◆ **Records from a data source**:
• • • •
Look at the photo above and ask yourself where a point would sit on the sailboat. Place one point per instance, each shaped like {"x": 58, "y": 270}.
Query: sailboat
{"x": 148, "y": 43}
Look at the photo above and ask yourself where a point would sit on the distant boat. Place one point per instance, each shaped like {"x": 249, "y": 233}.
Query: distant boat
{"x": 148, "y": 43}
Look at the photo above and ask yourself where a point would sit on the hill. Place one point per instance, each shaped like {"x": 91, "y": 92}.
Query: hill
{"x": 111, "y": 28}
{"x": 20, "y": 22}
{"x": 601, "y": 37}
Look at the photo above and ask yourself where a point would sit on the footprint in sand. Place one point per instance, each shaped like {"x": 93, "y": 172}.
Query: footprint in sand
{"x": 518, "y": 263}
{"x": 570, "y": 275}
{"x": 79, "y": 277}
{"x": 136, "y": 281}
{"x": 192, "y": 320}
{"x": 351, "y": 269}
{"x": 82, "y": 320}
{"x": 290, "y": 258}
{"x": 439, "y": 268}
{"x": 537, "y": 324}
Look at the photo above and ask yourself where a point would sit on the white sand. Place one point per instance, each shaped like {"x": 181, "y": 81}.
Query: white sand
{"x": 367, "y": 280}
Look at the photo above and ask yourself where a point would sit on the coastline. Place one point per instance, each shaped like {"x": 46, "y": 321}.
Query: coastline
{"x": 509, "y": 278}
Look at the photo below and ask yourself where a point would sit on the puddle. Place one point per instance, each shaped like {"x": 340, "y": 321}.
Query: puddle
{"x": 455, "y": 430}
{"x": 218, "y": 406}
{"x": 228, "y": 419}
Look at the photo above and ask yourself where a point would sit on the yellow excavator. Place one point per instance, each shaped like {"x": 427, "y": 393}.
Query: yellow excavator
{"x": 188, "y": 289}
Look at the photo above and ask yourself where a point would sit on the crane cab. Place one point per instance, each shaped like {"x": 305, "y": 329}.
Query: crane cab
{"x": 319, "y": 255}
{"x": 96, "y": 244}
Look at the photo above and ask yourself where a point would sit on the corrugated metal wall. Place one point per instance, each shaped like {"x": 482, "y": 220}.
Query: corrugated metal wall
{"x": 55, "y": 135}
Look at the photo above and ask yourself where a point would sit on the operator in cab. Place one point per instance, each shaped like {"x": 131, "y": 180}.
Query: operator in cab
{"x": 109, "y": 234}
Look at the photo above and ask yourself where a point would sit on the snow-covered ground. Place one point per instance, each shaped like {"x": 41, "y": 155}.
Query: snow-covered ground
• • • •
◆ **TO DO**: This exercise calls for the lines from the one holding "Query: crane cab" through the end of the entries, transcribed exactly and with nothing more.

◆ **REPLY TO THE TASK**:
Query: crane cab
{"x": 319, "y": 255}
{"x": 96, "y": 244}
Look at the photo above and ask yourself where a point would sit on the corrugated metal wall. Place one point per instance, each shaped like {"x": 482, "y": 220}.
Query: corrugated metal wall
{"x": 55, "y": 135}
Look at the photo above and ask yourself where a point would sit on the operator in cab. Place one point per instance, each shaped like {"x": 131, "y": 180}.
Query: operator in cab
{"x": 109, "y": 234}
Look at the photo above and ask yourself where a point would sit on the snow-covered ground. Place one point per instance, each shaped like {"x": 41, "y": 155}.
Query: snow-covered ground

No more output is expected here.